Problem »
Please pull out every line of the records below that contains the word "Target", and copy each of those lines unchanged.

Provided data »
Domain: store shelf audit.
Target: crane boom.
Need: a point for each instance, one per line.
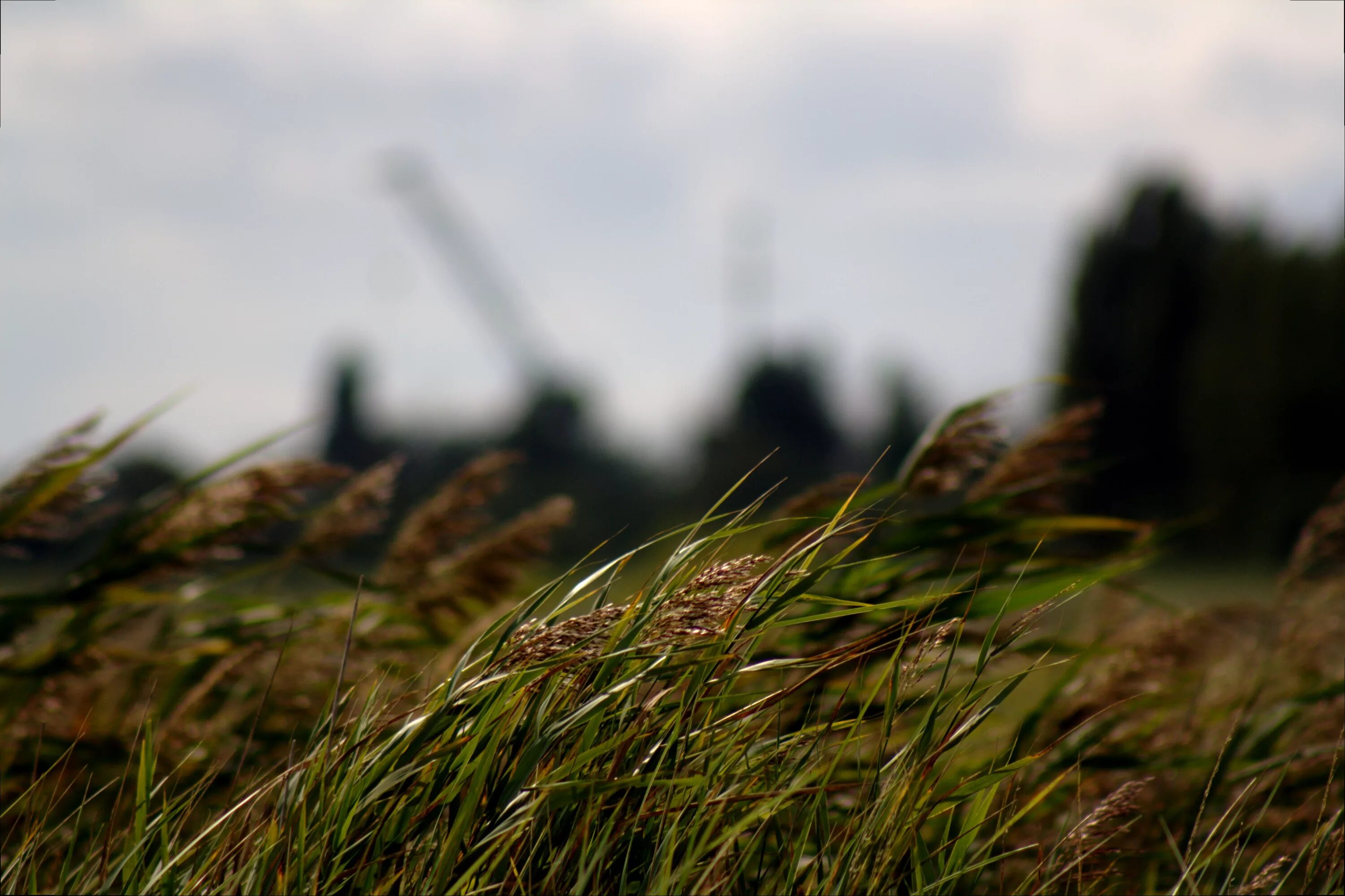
...
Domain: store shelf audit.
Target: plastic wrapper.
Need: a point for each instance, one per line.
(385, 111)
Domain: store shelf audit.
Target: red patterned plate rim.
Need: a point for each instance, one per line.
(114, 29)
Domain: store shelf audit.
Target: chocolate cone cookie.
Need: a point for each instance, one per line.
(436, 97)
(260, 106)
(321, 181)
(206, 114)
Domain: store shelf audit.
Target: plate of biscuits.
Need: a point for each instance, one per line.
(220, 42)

The output »
Target: crane boom.
Target: plastic wrapper.
Target: red patterned plate rim.
Target: chocolate cone cookie.
Target: plate of biscuits.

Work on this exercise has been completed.